> **What to work on**:
**1.** Reproduce the robbery appeal judgment from "20.The appellant testified" up to and including "convictions are safe.".
**2.** Write what comes next in the robbery appeal judgment, starting after its last sentence.
── Selected passage
17.Upon the very clear testimonies of PW1, PW2, PW3 and PW4, it was proved beyond any reasonable doubt that indeed PW1 and PW3 were robbed as they had described. It was also proved beyond any reasonable doubt that the robber was the appellant, a person who was very well known to them and whom they recognized in broad day light.
18.The four witnesses also clearly saw the appellant was armed with a knife. He used the knife to stab PW1 in the stomach, an act that was witnessed by PW2. Two hours later PW4 witnesses the appellant stab PW3 on the arm after he stole form him his mobile phone. The injuries suffered by PW1 and PW3 were verified by the medical evidence given by PW6, a clinical officer. Although PW1 and PW3 had been initially treated at a different hospital, PW6 indeed examined both of them and verified the injuries which they had suffered. He prepared and produced in evidence their medical reports.
19.PW5 (CPL Kenneth Muriithi) was one of two police officers who rescued the appellant from a mob that had badly assaulted him after he had robbed PW3. He could have been lynched by that mob if he had not been rescued. He was taken to hospital and later charged with the offences.
20.The appellant testified to previous encounters with the complainants, particularly PW1. He had cross-examined them on these alleged previous encounters, the purpose being to show that the charges were framed up. PW1 and PW3 denied those alleged previous encounters. The testimony of his witness (his mother) was that she had come upon the scene as a mob was assaulting him. She screamed and tried to call the police.
21.Upon my own analysis of the evidence, I would, just like the trial court, reject the appellant’s defence in light of the overwhelming evidence produced by the prosecution, particularly the very clear testimonies of PW1, PW2, PW3 and PW4. The charges as laid were proved beyond reasonable doubt. The convictions are safe.
────
── Data to examine
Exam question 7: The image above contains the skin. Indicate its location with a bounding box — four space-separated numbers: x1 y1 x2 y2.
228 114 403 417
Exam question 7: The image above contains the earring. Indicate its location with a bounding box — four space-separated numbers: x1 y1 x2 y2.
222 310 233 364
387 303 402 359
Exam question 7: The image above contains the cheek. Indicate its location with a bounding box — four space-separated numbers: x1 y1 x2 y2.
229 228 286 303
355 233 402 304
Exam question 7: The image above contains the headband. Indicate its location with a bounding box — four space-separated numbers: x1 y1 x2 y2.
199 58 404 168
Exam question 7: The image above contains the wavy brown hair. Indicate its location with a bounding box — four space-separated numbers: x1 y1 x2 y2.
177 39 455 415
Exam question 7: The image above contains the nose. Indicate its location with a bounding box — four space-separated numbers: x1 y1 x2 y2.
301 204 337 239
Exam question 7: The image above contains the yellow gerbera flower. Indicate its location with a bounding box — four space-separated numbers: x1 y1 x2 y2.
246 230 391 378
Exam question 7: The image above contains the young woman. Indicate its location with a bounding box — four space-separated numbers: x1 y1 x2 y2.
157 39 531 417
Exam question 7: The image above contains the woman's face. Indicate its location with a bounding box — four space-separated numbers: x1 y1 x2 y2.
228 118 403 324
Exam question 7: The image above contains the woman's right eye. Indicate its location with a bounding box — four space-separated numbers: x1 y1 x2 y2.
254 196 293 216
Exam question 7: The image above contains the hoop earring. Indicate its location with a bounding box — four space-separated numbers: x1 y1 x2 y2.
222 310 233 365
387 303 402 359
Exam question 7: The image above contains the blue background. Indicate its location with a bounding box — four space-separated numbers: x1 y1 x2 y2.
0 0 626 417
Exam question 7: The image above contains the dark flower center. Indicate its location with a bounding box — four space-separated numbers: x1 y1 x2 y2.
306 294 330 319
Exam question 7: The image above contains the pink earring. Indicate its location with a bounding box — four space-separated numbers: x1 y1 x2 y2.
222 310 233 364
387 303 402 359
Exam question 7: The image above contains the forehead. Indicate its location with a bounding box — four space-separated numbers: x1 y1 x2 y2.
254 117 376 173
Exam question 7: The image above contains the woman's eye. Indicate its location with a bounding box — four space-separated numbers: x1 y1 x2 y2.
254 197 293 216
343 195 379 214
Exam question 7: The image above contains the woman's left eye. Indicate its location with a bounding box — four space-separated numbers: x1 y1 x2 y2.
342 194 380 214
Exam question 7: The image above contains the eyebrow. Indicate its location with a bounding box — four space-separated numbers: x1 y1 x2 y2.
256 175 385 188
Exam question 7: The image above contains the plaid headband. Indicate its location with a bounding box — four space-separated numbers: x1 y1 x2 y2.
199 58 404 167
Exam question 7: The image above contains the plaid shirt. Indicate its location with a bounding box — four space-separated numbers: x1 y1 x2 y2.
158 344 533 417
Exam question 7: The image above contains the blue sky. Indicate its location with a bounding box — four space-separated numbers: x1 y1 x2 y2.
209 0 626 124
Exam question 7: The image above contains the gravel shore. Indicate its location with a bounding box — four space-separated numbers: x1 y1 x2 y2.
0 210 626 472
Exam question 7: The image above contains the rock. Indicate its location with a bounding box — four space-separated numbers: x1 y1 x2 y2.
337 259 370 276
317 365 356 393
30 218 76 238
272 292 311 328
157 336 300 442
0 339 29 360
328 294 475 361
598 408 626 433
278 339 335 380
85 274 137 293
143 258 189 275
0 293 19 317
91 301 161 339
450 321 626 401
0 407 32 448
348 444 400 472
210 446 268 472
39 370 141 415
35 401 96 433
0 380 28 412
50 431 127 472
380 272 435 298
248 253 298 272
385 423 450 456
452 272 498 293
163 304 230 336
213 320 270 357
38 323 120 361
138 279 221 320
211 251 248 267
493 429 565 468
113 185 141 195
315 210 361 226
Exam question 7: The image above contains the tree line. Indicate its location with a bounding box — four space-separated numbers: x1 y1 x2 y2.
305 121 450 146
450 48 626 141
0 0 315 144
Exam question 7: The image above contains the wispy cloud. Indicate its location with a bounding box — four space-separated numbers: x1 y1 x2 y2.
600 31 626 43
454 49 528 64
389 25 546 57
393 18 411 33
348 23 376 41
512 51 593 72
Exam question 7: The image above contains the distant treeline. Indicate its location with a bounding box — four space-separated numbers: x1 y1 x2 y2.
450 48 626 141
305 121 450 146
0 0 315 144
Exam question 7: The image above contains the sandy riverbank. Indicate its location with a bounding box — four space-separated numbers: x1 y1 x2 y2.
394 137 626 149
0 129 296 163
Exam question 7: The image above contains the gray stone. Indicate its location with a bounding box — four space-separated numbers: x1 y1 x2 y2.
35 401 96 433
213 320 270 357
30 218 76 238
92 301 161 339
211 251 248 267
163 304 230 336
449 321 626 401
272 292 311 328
────
> **Responses by task**:
**1.**
20.The appellant testified to previous encounters with the complainants, particularly PW1. He had cross-examined them on these alleged previous encounters, the purpose being to show that the charges were framed up. PW1 and PW3 denied those alleged previous encounters. The testimony of his witness (his mother) was that she had come upon the scene as a mob was assaulting him. She screamed and tried to call the police.
21.Upon my own analysis of the evidence, I would, just like the trial court, reject the appellant’s defence in light of the overwhelming evidence produced by the prosecution, particularly the very clear testimonies of PW1, PW2, PW3 and PW4. The charges as laid were proved beyond reasonable doubt. The convictions are safe.

**2.**
22.As for the sentence, following the declaration of the Supreme Court of Kenya in the now notorious case commonly referred to as the “Muruatetu Case”, that the mandatory nature of the death sentence in murder cases is unconstitutional on account of interference with the trial court’s discretion in sentencing, there is no reason why that pronouncement by the apex court cannot apply to all other statutorily mandatory sentences, including the death sentence for robbery with violence. The trial court was therefore entitlted to sentence the appellant as it did.
23.However, the sentence of imprisonment for life was manifestly harsh and excessive in the circumstances of this case. Only KShs 900/00 was stolen from PW1, and from PW3 only a mobile phone worth KShs 1,500/00. Despite the potentially mortal injury to the stomach of PW1 that the appellant had inflicted with a knife, he himself was nearly killed by a mob as a result! A fairly long but definite term of imprisonment would have served the ends of justice.
24.The upshot is that I find no merit at all in the appeal against the convictions, and the same is hereby dismissed. I will partially allow the appeal against sentence by setting aside imprisonment for life in both counts and substituting therefor imprisonment for 15 years in each count, to run concurrently from the date of sentencing by the trial court. It is so ordered.
DATED AND SIGNED AT NANYUKI THIS 20TH DAY OF SEPTEMBER 2022.H P G WAWERUJUDGEDELIVERED AT NANYUKI THIS 22ND DAY OF SEPTEMBER 2022.